> _Activity_:
Reproduce the entries that follow exactly, dropping each image.

[Stored records]
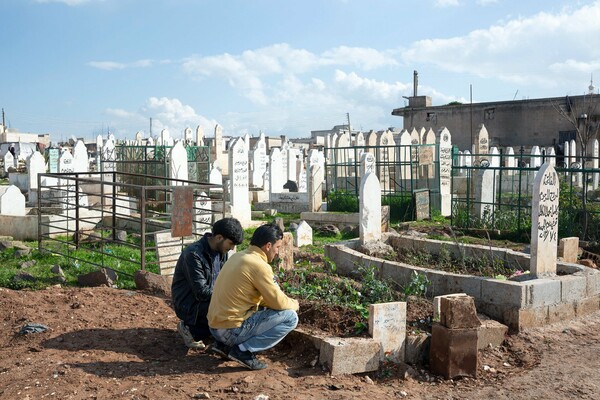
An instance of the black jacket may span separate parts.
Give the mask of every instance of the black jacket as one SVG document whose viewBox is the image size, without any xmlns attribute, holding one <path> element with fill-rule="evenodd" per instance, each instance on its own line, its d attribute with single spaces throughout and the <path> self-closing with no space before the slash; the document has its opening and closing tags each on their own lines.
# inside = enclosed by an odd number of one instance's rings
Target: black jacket
<svg viewBox="0 0 600 400">
<path fill-rule="evenodd" d="M 206 313 L 212 296 L 212 290 L 221 265 L 227 255 L 213 252 L 208 244 L 211 234 L 205 234 L 200 240 L 186 247 L 175 266 L 171 296 L 177 317 L 187 325 L 208 327 Z M 214 261 L 217 259 L 218 270 Z"/>
</svg>

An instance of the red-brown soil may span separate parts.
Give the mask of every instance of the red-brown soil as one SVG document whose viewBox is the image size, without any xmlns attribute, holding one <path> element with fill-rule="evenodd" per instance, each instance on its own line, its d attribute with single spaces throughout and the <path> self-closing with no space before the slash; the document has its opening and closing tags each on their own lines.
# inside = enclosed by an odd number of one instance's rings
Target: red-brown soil
<svg viewBox="0 0 600 400">
<path fill-rule="evenodd" d="M 18 334 L 31 322 L 50 329 Z M 167 299 L 140 292 L 0 289 L 0 398 L 600 398 L 600 313 L 512 336 L 480 353 L 478 379 L 454 381 L 389 364 L 330 377 L 292 335 L 260 355 L 268 369 L 248 371 L 188 351 L 176 323 Z"/>
</svg>

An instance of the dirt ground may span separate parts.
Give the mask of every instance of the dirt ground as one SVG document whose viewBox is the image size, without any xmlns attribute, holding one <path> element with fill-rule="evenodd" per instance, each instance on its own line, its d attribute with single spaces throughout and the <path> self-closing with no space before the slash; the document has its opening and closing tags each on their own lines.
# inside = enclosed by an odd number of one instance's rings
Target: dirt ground
<svg viewBox="0 0 600 400">
<path fill-rule="evenodd" d="M 50 329 L 19 334 L 26 323 Z M 260 356 L 268 369 L 248 371 L 188 351 L 176 323 L 166 299 L 141 292 L 0 289 L 0 398 L 600 398 L 600 313 L 512 336 L 480 353 L 478 379 L 455 381 L 392 365 L 331 377 L 297 338 Z"/>
</svg>

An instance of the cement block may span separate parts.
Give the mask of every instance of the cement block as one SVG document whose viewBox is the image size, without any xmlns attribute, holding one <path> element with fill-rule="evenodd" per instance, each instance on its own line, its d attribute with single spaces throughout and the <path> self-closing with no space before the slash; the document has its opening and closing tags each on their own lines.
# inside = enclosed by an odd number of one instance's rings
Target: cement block
<svg viewBox="0 0 600 400">
<path fill-rule="evenodd" d="M 504 313 L 503 321 L 511 331 L 516 332 L 527 328 L 543 326 L 548 323 L 548 306 L 508 309 Z"/>
<path fill-rule="evenodd" d="M 440 313 L 442 312 L 442 297 L 459 297 L 466 296 L 466 293 L 452 293 L 452 294 L 444 294 L 440 296 L 435 296 L 433 298 L 433 320 L 436 322 L 440 322 Z"/>
<path fill-rule="evenodd" d="M 560 303 L 561 284 L 553 279 L 527 281 L 527 304 L 533 308 Z"/>
<path fill-rule="evenodd" d="M 466 293 L 475 299 L 481 298 L 484 278 L 471 275 L 447 274 L 447 293 Z"/>
<path fill-rule="evenodd" d="M 525 307 L 527 305 L 526 286 L 520 282 L 483 279 L 481 301 L 490 304 Z"/>
<path fill-rule="evenodd" d="M 404 361 L 406 338 L 406 302 L 371 304 L 369 334 L 381 344 L 381 361 Z"/>
<path fill-rule="evenodd" d="M 481 326 L 477 329 L 477 349 L 481 350 L 488 346 L 500 346 L 508 333 L 508 326 L 501 324 L 493 319 L 481 321 Z"/>
<path fill-rule="evenodd" d="M 481 325 L 471 296 L 442 297 L 440 306 L 440 324 L 446 328 L 475 329 Z"/>
<path fill-rule="evenodd" d="M 576 263 L 579 252 L 579 238 L 567 237 L 558 241 L 558 257 L 569 263 Z"/>
<path fill-rule="evenodd" d="M 592 297 L 600 294 L 600 271 L 595 269 L 587 269 L 585 272 L 578 272 L 573 275 L 582 275 L 585 277 L 586 297 Z"/>
<path fill-rule="evenodd" d="M 477 329 L 448 329 L 434 323 L 429 349 L 431 372 L 446 379 L 477 377 Z"/>
<path fill-rule="evenodd" d="M 548 323 L 568 321 L 575 318 L 575 302 L 552 304 L 548 306 Z"/>
<path fill-rule="evenodd" d="M 564 275 L 551 279 L 560 282 L 561 302 L 567 303 L 585 298 L 587 291 L 585 277 L 576 275 Z"/>
<path fill-rule="evenodd" d="M 377 371 L 381 353 L 381 345 L 373 339 L 328 338 L 321 345 L 319 362 L 331 375 L 358 374 Z"/>
<path fill-rule="evenodd" d="M 384 261 L 381 266 L 381 276 L 391 279 L 399 285 L 406 285 L 412 278 L 413 269 L 408 264 L 395 261 Z"/>
</svg>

> _Task output_:
An instance of the black jacket may span separate parts.
Give the mask of every instance of the black jacket as one SVG document whose viewBox is the image size, without any xmlns attribute, holding one <path> element with fill-rule="evenodd" per instance, each instance on its own line, its d attribute with single spaces throughout and the <path> self-closing with no space before the slash; the document has its opening and closing tags each on their own lines.
# inside = enclosed by an odd number of one instance's rings
Target: black jacket
<svg viewBox="0 0 600 400">
<path fill-rule="evenodd" d="M 206 313 L 212 296 L 212 290 L 221 265 L 227 255 L 213 252 L 208 244 L 211 234 L 205 234 L 200 240 L 186 247 L 175 266 L 171 296 L 177 317 L 187 325 L 208 327 Z M 214 261 L 217 259 L 218 270 Z"/>
</svg>

An instance of the red-brown soil may span separate parts.
Give the mask of every instance of the red-brown soil as one SVG document whose viewBox is the image size, without any xmlns attribute, holding one <path> element with fill-rule="evenodd" per instance, each instance on its own line, its d attribute with single spaces throughout and the <path> self-closing with no space before the slash; the document has its opening and closing tags each on their own lines.
# inside = enclosed by an odd number of one instance's rings
Target: red-brown soil
<svg viewBox="0 0 600 400">
<path fill-rule="evenodd" d="M 18 334 L 31 322 L 50 329 Z M 167 299 L 140 292 L 0 289 L 0 398 L 600 398 L 600 313 L 512 336 L 480 353 L 478 379 L 454 381 L 389 364 L 330 377 L 292 335 L 260 355 L 268 369 L 248 371 L 188 351 L 176 323 Z"/>
</svg>

An instance of the dirt ground may span separate parts.
Give the mask of every instance of the dirt ground as one SVG document whose viewBox is the image size, without any xmlns attribute, holding one <path> element with fill-rule="evenodd" per instance, each instance on its own line, its d attribute with single spaces throughout and the <path> self-closing with no space before the slash; the document has its opening and closing tags each on their own lines.
# inside = enclosed by an odd number of one instance's rings
Target: dirt ground
<svg viewBox="0 0 600 400">
<path fill-rule="evenodd" d="M 50 329 L 19 334 L 26 323 Z M 260 356 L 268 369 L 248 371 L 188 351 L 176 323 L 166 299 L 141 292 L 0 289 L 0 398 L 600 398 L 600 313 L 512 336 L 480 353 L 478 379 L 455 381 L 392 365 L 331 377 L 297 338 Z"/>
</svg>

An instance of the cement block may span separate parts.
Give the mask of every instance of the cement block as one SVG document whose viewBox is the image size, without any xmlns attribute, holding one <path> element with fill-rule="evenodd" per instance, each instance on its own line, its d attribute with single spaces throughout and the <path> self-closing with no space before the slash; the document has its opening and closing tags each on their own lines.
# inside = enclosed by an odd number of one instance's rings
Target: cement block
<svg viewBox="0 0 600 400">
<path fill-rule="evenodd" d="M 504 313 L 503 321 L 511 331 L 516 332 L 527 328 L 543 326 L 548 323 L 548 306 L 508 309 Z"/>
<path fill-rule="evenodd" d="M 440 313 L 442 312 L 442 297 L 459 297 L 466 296 L 466 293 L 452 293 L 452 294 L 444 294 L 440 296 L 435 296 L 433 298 L 433 320 L 436 322 L 440 322 Z"/>
<path fill-rule="evenodd" d="M 560 303 L 561 284 L 553 279 L 527 281 L 527 304 L 533 308 Z"/>
<path fill-rule="evenodd" d="M 466 293 L 475 299 L 481 298 L 484 278 L 471 275 L 447 274 L 447 293 Z"/>
<path fill-rule="evenodd" d="M 525 307 L 527 305 L 526 286 L 520 282 L 483 279 L 481 301 L 490 304 Z"/>
<path fill-rule="evenodd" d="M 404 361 L 406 338 L 406 302 L 371 304 L 369 334 L 381 344 L 381 361 Z"/>
<path fill-rule="evenodd" d="M 481 326 L 477 329 L 477 349 L 481 350 L 488 346 L 500 346 L 508 333 L 508 326 L 501 324 L 493 319 L 481 321 Z"/>
<path fill-rule="evenodd" d="M 481 325 L 471 296 L 442 297 L 440 306 L 440 324 L 446 328 L 475 329 Z"/>
<path fill-rule="evenodd" d="M 576 263 L 579 252 L 579 238 L 567 237 L 558 241 L 558 257 L 569 263 Z"/>
<path fill-rule="evenodd" d="M 592 297 L 600 294 L 600 271 L 595 269 L 587 269 L 585 272 L 578 272 L 573 275 L 582 275 L 585 277 L 586 297 Z"/>
<path fill-rule="evenodd" d="M 477 329 L 448 329 L 434 323 L 429 349 L 431 372 L 446 379 L 477 377 Z"/>
<path fill-rule="evenodd" d="M 548 323 L 568 321 L 575 318 L 575 302 L 552 304 L 548 306 Z"/>
<path fill-rule="evenodd" d="M 564 275 L 551 279 L 560 282 L 561 302 L 567 303 L 585 298 L 587 291 L 585 277 L 576 275 Z"/>
<path fill-rule="evenodd" d="M 377 371 L 381 353 L 381 345 L 373 339 L 328 338 L 321 345 L 319 362 L 331 375 L 358 374 Z"/>
<path fill-rule="evenodd" d="M 384 261 L 381 266 L 381 276 L 391 279 L 399 285 L 406 285 L 412 278 L 413 269 L 408 264 L 395 261 Z"/>
</svg>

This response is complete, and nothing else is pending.